## THE EXERCISE
Copy out the data below in full, swapping "evaluation set" for "test set" everywhere it occurs and changing nothing else.

## EXERCISE MATERIALS

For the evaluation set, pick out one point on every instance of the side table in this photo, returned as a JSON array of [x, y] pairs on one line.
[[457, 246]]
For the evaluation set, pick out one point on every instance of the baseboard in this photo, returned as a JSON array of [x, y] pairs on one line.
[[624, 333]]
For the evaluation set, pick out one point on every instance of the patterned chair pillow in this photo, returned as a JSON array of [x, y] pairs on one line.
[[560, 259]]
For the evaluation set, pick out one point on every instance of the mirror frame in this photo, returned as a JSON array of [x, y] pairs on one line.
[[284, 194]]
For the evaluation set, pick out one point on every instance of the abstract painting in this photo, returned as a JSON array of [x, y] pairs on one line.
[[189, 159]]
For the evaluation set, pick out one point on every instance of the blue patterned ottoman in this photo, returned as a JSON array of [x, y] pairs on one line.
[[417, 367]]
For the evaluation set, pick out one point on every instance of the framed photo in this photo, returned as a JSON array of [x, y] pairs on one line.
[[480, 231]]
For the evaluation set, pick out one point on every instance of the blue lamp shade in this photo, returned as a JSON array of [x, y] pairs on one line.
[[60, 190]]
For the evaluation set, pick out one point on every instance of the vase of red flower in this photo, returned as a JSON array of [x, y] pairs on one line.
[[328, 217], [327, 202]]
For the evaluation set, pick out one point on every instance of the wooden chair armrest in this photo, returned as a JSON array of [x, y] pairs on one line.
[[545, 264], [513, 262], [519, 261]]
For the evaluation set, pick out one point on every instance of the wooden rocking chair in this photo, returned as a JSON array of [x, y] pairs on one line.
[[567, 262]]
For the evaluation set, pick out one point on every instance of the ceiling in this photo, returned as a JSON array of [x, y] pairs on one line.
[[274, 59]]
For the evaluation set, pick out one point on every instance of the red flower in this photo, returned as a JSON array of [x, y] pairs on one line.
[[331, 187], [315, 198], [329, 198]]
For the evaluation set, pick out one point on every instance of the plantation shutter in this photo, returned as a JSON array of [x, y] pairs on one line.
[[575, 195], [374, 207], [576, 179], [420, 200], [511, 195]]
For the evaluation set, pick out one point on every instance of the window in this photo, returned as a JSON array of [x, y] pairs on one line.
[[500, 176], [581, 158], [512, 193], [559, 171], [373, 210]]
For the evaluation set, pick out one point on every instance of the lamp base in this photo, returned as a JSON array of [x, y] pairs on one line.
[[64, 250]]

## WRITTEN REPLY
For the test set, pick out one point on every instance of the side table in this photo, returned as a JSON array of [x, y] pairs on one line.
[[457, 246]]
For the test set, pick out one point on every instance of the baseboard in this photo, returned as a JSON array of [x, y] pairs on one line.
[[624, 333]]
For the test set, pick out one point on every instance of the patterned chair pillow in this photo, returned as a JSON array of [x, y] pairs on one line.
[[560, 259]]
For the test set, pick out one point on every instance of the mirror frame in this photo, returned as a JSON array of [x, y] pairs on one line.
[[284, 194]]
For the test set, pick out one point on every instance of the abstract painting in this photo, returned as a JSON array of [x, y] pairs on one line.
[[189, 159]]
For the test set, pick out one point on every instance of the blue patterned ottoman in this photo, returned as a JSON array of [x, y] pairs on one line.
[[417, 367]]
For the test set, pick out one point on every instance of the framed photo in this photo, returned as a JSON array of [x, y] pairs on one line.
[[480, 231]]
For the test set, pick out one point on every instance of the blue lamp shade in this photo, returned as a JSON array of [x, y] pairs on one line.
[[60, 190]]
For the test set, pick out one point on every instance of the vase of red flower in this photo, returned as a JSON array of [x, y] pairs on one line.
[[328, 217], [327, 202]]
For the test set, pick out one point on every instance of the wooden chair armrest in this photo, returned as a JSON array of [x, y] pairs on one line.
[[545, 264], [513, 262], [519, 261]]
For the test set, pick out one point on every instance of the wooden rocking chair in this photo, returned as a JSON array of [x, y] pairs on one line.
[[567, 262]]
For the test set, pick out one point on every instance of the ceiling in this photo, returned as a JSON array of [x, y] pairs on one line.
[[274, 59]]
For the test set, pick out one point on every instance of the red flower in this photo, returned as a JSON array of [x, y] pairs on one line.
[[331, 187], [315, 198], [329, 198]]
For the test set, pick out one point on every instance of the plantation shutter in this photo, returned as a JSON array of [x, y] pairs on one line.
[[575, 195], [374, 207], [576, 179], [420, 200], [511, 195]]
For the test set, pick out one point on every instance of the window in this photo, returned as a JSON array of [x, y] pairs on one line.
[[500, 176], [581, 158], [512, 193], [559, 171], [373, 210]]
For the test set, pick out one point on every instance of the lamp base in this photo, returned as a JSON array of [x, y] pairs on one line.
[[64, 250]]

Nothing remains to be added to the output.